*WHAT YOU HAVE TO DO*
Each line must appear in the answer exactly as it does in the data.

*Records from a data source*
----------------

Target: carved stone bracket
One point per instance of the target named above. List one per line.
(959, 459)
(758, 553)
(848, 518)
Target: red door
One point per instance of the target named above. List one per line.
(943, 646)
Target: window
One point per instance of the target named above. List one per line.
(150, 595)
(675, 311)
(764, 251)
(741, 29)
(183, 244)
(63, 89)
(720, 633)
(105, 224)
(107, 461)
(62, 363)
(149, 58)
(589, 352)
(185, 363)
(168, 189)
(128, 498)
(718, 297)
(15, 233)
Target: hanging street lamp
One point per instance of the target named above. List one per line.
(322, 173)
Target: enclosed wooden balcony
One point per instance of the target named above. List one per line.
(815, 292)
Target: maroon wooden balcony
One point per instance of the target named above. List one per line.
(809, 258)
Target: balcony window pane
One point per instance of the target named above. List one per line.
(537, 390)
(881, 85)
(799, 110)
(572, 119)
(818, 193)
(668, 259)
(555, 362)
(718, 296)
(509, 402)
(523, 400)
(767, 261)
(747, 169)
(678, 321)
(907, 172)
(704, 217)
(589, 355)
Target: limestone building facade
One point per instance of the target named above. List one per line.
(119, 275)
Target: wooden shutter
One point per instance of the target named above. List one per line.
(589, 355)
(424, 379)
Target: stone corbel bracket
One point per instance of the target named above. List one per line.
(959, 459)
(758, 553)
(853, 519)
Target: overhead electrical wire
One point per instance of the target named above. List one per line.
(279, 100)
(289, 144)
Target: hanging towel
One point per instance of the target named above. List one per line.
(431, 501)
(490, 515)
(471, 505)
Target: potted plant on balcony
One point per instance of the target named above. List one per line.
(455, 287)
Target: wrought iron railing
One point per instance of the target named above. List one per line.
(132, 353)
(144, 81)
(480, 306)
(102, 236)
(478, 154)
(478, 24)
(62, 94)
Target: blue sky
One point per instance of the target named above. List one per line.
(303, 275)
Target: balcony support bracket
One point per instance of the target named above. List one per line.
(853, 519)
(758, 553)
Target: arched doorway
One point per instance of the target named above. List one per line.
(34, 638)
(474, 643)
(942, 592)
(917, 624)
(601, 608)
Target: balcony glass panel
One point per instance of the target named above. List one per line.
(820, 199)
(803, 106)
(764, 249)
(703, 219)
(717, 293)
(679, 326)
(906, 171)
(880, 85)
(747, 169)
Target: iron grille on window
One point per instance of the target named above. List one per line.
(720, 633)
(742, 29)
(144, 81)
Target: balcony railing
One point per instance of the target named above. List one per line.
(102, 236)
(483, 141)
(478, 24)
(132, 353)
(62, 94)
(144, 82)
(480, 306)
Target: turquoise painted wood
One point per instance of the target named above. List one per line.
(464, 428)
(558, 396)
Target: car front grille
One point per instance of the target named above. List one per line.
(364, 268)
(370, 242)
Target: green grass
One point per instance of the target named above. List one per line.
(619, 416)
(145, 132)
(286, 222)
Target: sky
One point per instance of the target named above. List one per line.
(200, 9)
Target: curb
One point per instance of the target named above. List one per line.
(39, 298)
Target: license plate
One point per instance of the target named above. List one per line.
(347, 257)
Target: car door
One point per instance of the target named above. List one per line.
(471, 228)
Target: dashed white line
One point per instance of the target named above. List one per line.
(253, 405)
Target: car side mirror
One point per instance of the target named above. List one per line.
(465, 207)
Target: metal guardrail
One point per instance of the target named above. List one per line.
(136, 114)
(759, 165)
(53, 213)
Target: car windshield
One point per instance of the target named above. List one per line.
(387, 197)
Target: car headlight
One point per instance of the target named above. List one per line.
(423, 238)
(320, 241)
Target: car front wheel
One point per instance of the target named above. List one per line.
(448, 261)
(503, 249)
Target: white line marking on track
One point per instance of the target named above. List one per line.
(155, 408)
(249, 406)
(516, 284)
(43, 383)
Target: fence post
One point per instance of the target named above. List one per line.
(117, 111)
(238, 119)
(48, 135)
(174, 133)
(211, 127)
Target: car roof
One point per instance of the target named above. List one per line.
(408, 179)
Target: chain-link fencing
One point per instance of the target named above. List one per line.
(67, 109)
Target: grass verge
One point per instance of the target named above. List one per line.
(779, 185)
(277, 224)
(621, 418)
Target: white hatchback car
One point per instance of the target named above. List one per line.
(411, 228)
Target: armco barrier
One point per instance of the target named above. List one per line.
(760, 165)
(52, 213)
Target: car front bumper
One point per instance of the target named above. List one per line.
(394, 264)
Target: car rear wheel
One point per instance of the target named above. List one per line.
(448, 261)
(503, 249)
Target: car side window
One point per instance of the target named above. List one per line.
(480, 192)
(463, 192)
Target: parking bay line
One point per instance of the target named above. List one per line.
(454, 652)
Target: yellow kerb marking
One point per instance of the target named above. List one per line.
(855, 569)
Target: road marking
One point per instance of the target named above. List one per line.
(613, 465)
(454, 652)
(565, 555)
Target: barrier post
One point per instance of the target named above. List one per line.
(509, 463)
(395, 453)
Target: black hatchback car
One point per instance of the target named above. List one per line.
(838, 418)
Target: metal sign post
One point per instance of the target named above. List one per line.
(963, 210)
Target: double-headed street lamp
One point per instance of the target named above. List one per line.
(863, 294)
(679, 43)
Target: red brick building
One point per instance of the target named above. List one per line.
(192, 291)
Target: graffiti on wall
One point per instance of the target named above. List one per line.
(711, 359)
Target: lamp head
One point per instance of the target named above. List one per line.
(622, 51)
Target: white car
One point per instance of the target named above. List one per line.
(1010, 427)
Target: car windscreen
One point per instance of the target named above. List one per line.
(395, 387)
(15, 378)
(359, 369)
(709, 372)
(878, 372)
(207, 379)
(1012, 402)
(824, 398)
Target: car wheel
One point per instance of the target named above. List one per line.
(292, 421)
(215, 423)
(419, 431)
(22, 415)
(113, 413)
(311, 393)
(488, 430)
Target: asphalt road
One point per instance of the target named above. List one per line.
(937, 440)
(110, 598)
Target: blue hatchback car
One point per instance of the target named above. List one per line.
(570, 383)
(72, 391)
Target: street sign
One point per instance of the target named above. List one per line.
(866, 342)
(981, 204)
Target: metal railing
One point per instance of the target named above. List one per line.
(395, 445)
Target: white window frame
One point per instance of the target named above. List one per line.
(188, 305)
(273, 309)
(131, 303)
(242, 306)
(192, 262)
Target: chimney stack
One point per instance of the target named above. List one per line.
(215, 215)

----------------

*WRITTEN SOLUTION*
Target: carved stone bracket
One point per instance of the target named above. List one per line.
(959, 459)
(758, 553)
(848, 518)
Target: red door
One point per instance of the target named above. List one per line.
(943, 646)
Target: window
One point per instance of the target named above. List one per line.
(150, 595)
(675, 311)
(764, 251)
(741, 29)
(183, 244)
(63, 89)
(720, 633)
(105, 224)
(107, 461)
(62, 363)
(149, 58)
(589, 352)
(185, 363)
(168, 189)
(128, 498)
(718, 297)
(15, 233)
Target: hanging street lamp
One point per instance of the target named above. List one per line.
(322, 173)
Target: enclosed wooden balcony
One point per instance of the target named above. List one per line.
(815, 292)
Target: maroon wooden balcony
One point per instance of the target named above. List one per line.
(809, 258)
Target: balcony window pane
One point per instance of the target named above. List one per line.
(537, 390)
(881, 85)
(799, 110)
(572, 119)
(818, 193)
(668, 259)
(555, 362)
(718, 296)
(509, 402)
(523, 400)
(767, 261)
(747, 169)
(678, 321)
(907, 172)
(704, 217)
(589, 355)
Target: limestone building facade
One point per instance of the target named above. List one per line.
(119, 275)
Target: wooden shutter
One point per instance of the target named above. List one per line.
(589, 355)
(424, 379)
Target: stone corbel bracket
One point per instance of the target named above. List one per line.
(959, 459)
(758, 553)
(853, 519)
Target: overhead electrical wire
One point per instance of the target named above. List one per line.
(279, 100)
(289, 144)
Target: hanging towel
One point per instance of the target named above. List one per line.
(431, 501)
(490, 515)
(471, 505)
Target: potted plant on balcony
One point per instance of the target named above. List one per line.
(455, 287)
Target: wrought iron railing
One point per instance of the target named above. List one per line.
(132, 353)
(144, 81)
(480, 306)
(102, 236)
(478, 154)
(478, 24)
(62, 94)
Target: blue sky
One point per instance of the target named above. List one per line.
(303, 275)
Target: balcony support bracket
One point per instance of the target named above. List one per line.
(853, 519)
(758, 553)
Target: arched doorway
One point per instance of the target named above. List one per line.
(34, 638)
(474, 643)
(942, 592)
(917, 624)
(601, 608)
Target: balcony glass panel
One point per instance of the target named above. List one per line.
(820, 199)
(803, 106)
(764, 249)
(703, 219)
(717, 293)
(679, 326)
(906, 171)
(880, 85)
(747, 169)
Target: iron grille on window
One point per instance of the target named above. List one per line.
(720, 633)
(742, 29)
(144, 81)
Target: balcony railing
One point per instance of the target named above. List one per line.
(102, 236)
(483, 141)
(478, 24)
(132, 353)
(62, 94)
(144, 82)
(480, 306)
Target: turquoise painted wood
One point per instance of the target named above. List one per line.
(464, 428)
(558, 396)
Target: car front grille
One point per instance of the target named above. List one per line.
(364, 268)
(370, 242)
Target: green grass
One point per instance of the target named above. List one per line.
(619, 416)
(145, 132)
(286, 222)
Target: sky
One point per instance of the target named above. List one per line.
(200, 9)
Target: curb
One point per instance of the target named above. List one per line.
(39, 298)
Target: license plate
One point per instance of the target named above. List one per line.
(347, 257)
Target: car door
One point per instance of the target named above. List one per line.
(471, 228)
Target: dashed white line
One point per instance of the target named above. List one per line.
(253, 405)
Target: car side mirror
One point per instance of the target named above. List one per line.
(465, 207)
Target: metal guardrail
One point per instance of the target named above. List one per line.
(136, 114)
(759, 165)
(53, 213)
Target: car windshield
One point per instance of the target named above. List one per line.
(387, 197)
Target: car headlight
One point per instance of the target named above. List one per line.
(423, 238)
(320, 241)
Target: car front wheel
One point per instance of the target named above. List one per line.
(448, 261)
(503, 249)
Target: white line marking on track
One point per instance of the target named above. List one per line.
(155, 408)
(249, 406)
(516, 284)
(43, 383)
Target: fence post
One point per instance of the target named above. List one per line.
(117, 111)
(238, 119)
(48, 135)
(174, 133)
(211, 127)
Target: car roof
One point per instance of the target named above. List one per line.
(408, 179)
Target: chain-link fencing
One point per instance of the target named above. List one per line.
(67, 109)
Target: grass verge
One point per instance of the target named above. List one per line.
(779, 185)
(277, 224)
(621, 418)
Target: white hatchback car
One point per instance of the target named above. List one per line.
(411, 228)
Target: armco barrier
One point per instance of the target named above. List one per line.
(760, 165)
(52, 213)
Target: car front bumper
One point per instance of the target named above. List one per line.
(394, 264)
Target: car rear wheel
One point per instance of the target named above. List one per line.
(448, 261)
(503, 249)
Target: car side window
One point per instance of the target named above. List one per line.
(480, 192)
(463, 192)
Target: parking bay line
One point per instance of the target named above. List one per line.
(454, 652)
Target: yellow kerb marking
One point per instance of the target named above. List one per line.
(855, 569)
Target: road marking
One point per instance of the target named above. List one per line.
(613, 465)
(454, 652)
(565, 555)
Target: barrier post
One point per instance of the target named above. List one per line.
(509, 463)
(395, 453)
Target: black hatchback car
One point per instance of the target named above. List one per line.
(838, 418)
Target: metal sign post
One point per instance of the target named above. List one per line.
(963, 210)
Target: double-headed street lamp
One point per instance of the target named above. List one per line.
(863, 294)
(679, 43)
Target: red brick building
One point per instance of the target named above. List one per line.
(192, 291)
Target: graffiti on wall
One point per instance of the target named above. List one per line.
(711, 359)
Target: lamp head
One point per instance of the target named above. List one per line.
(622, 51)
Target: white car
One point per instance of the target named above. List one per line.
(1010, 427)
Target: car windscreen
One point per instance of the target named above. List one per line.
(395, 387)
(15, 378)
(359, 369)
(709, 372)
(878, 372)
(207, 379)
(1012, 402)
(824, 398)
Target: car wheel
One point per instance of the target named above. List one per line.
(292, 421)
(215, 423)
(419, 431)
(22, 415)
(113, 413)
(311, 393)
(488, 430)
Target: asphalt road
One point per instance of the target named above. List one per line.
(937, 440)
(110, 598)
Target: blue hatchback car
One point per instance of the target named above. List one per line.
(570, 383)
(72, 391)
Target: street sign
One point per instance of the target named above. List one per line.
(866, 342)
(981, 204)
Target: metal railing
One point per instance of the target named above. List one per line.
(395, 445)
Target: white window frame
One point per instance of the target named above. List one per line.
(188, 305)
(273, 309)
(131, 303)
(242, 306)
(192, 262)
Target: chimney stack
One point per instance of the target named above. List one per line.
(215, 215)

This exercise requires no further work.